▶ **Required work**
Rewrite each of the records below, substituting "narrow flower petal" for every occurrence of "elongated flower petal" and keeping all other text identical.

▶ **Raw data**
---*---

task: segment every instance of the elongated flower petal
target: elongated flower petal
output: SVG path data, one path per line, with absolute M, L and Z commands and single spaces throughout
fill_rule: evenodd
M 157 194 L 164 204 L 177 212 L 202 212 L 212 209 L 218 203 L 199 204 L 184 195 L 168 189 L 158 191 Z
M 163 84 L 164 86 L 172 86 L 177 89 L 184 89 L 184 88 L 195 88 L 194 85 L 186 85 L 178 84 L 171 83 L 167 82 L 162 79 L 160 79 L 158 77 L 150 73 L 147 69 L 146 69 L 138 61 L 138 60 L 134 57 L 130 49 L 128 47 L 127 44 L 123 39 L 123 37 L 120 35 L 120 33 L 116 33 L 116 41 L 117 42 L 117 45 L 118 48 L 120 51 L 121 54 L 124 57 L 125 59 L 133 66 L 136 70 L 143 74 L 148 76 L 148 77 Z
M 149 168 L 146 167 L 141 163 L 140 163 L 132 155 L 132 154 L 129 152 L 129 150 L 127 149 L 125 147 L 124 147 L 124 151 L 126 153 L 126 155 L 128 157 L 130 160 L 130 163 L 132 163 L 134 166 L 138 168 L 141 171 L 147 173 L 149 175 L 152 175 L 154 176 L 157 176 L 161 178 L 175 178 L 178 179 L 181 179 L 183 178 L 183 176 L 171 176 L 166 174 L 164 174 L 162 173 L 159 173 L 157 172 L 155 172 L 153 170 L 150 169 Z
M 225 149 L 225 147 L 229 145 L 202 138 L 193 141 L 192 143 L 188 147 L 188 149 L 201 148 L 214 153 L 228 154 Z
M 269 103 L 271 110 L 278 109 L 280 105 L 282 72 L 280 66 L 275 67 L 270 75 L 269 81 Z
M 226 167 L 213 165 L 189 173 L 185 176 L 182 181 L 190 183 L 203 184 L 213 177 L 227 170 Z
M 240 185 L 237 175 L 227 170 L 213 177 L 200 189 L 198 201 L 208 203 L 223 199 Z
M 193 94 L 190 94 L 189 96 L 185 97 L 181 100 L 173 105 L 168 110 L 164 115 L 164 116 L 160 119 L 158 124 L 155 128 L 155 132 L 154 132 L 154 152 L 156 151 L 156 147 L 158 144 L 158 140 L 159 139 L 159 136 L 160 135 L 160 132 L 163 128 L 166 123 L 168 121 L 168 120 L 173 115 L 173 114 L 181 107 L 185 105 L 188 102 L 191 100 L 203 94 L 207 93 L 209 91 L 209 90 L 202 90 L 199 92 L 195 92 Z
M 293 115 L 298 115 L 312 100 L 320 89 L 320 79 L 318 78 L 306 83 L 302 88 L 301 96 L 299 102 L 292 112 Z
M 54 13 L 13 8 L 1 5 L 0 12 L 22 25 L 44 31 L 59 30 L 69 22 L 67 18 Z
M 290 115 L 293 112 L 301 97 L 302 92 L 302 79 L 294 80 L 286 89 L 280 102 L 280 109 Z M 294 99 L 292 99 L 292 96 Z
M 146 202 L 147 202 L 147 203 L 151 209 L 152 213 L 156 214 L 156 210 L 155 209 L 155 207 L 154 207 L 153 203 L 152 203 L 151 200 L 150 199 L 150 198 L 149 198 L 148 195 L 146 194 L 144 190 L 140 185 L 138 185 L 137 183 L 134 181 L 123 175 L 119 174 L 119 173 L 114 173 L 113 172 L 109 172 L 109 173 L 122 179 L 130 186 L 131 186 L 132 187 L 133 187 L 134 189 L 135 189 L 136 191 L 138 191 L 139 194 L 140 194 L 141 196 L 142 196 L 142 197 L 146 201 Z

---*---

▶ **Correct answer**
task: segment every instance of the narrow flower petal
target: narrow flower petal
output: SVG path data, one path per line, with absolute M, L and Z commands and single spaces throughout
fill_rule: evenodd
M 157 194 L 164 204 L 177 212 L 202 212 L 212 209 L 218 203 L 199 204 L 184 195 L 168 189 L 158 191 Z
M 163 84 L 164 86 L 172 86 L 177 89 L 184 89 L 184 88 L 195 88 L 194 85 L 186 85 L 178 84 L 171 83 L 167 82 L 162 79 L 160 79 L 158 77 L 150 73 L 147 69 L 146 69 L 138 61 L 138 60 L 134 57 L 130 49 L 128 47 L 127 44 L 123 39 L 123 37 L 120 35 L 120 33 L 116 33 L 116 41 L 117 42 L 117 45 L 118 48 L 120 51 L 121 54 L 124 57 L 125 59 L 133 66 L 136 70 L 143 74 L 148 76 L 148 77 Z
M 149 168 L 146 167 L 141 163 L 140 163 L 132 155 L 132 154 L 129 152 L 129 150 L 127 149 L 125 147 L 124 147 L 124 151 L 126 153 L 126 155 L 128 157 L 130 160 L 130 163 L 132 163 L 134 166 L 138 168 L 141 171 L 147 173 L 149 175 L 152 175 L 154 176 L 157 176 L 161 178 L 175 178 L 178 179 L 181 179 L 183 178 L 183 176 L 171 176 L 166 174 L 164 174 L 162 173 L 159 173 L 157 172 L 155 172 L 153 170 L 150 169 Z
M 225 149 L 225 147 L 229 145 L 202 138 L 193 141 L 192 143 L 188 147 L 188 149 L 201 148 L 214 153 L 228 154 Z
M 269 103 L 271 110 L 278 109 L 280 105 L 282 72 L 280 66 L 275 67 L 270 75 L 269 81 Z
M 226 167 L 213 165 L 189 173 L 185 176 L 182 181 L 190 183 L 203 184 L 213 177 L 227 170 Z
M 240 185 L 237 175 L 227 170 L 213 177 L 200 189 L 198 201 L 208 203 L 223 199 Z
M 193 94 L 190 94 L 189 96 L 185 97 L 181 100 L 173 105 L 168 110 L 164 115 L 164 116 L 160 119 L 158 124 L 155 128 L 155 132 L 154 132 L 154 152 L 156 151 L 156 147 L 158 144 L 158 140 L 159 139 L 159 136 L 160 135 L 160 132 L 163 128 L 166 123 L 168 121 L 168 120 L 173 115 L 173 114 L 181 107 L 185 105 L 188 102 L 191 100 L 203 94 L 207 93 L 209 91 L 209 90 L 202 90 L 199 92 L 195 92 Z
M 293 115 L 298 115 L 312 100 L 320 89 L 320 79 L 318 78 L 306 83 L 302 88 L 301 96 L 299 102 L 292 112 Z
M 54 13 L 13 8 L 1 5 L 0 12 L 22 25 L 44 31 L 59 30 L 69 22 L 67 18 Z
M 290 115 L 293 112 L 301 97 L 302 92 L 302 79 L 294 80 L 286 89 L 280 102 L 280 109 Z M 294 99 L 292 99 L 292 96 Z
M 146 202 L 147 202 L 147 203 L 151 209 L 152 213 L 156 214 L 156 210 L 155 209 L 155 207 L 154 207 L 153 203 L 152 203 L 151 200 L 150 199 L 150 198 L 149 198 L 148 195 L 146 194 L 144 190 L 140 185 L 138 185 L 137 183 L 134 181 L 123 175 L 119 174 L 119 173 L 114 173 L 113 172 L 109 172 L 109 173 L 122 179 L 130 186 L 131 186 L 132 187 L 133 187 L 134 189 L 135 189 L 136 191 L 138 191 L 139 194 L 140 194 L 141 196 L 142 196 L 142 197 L 146 201 Z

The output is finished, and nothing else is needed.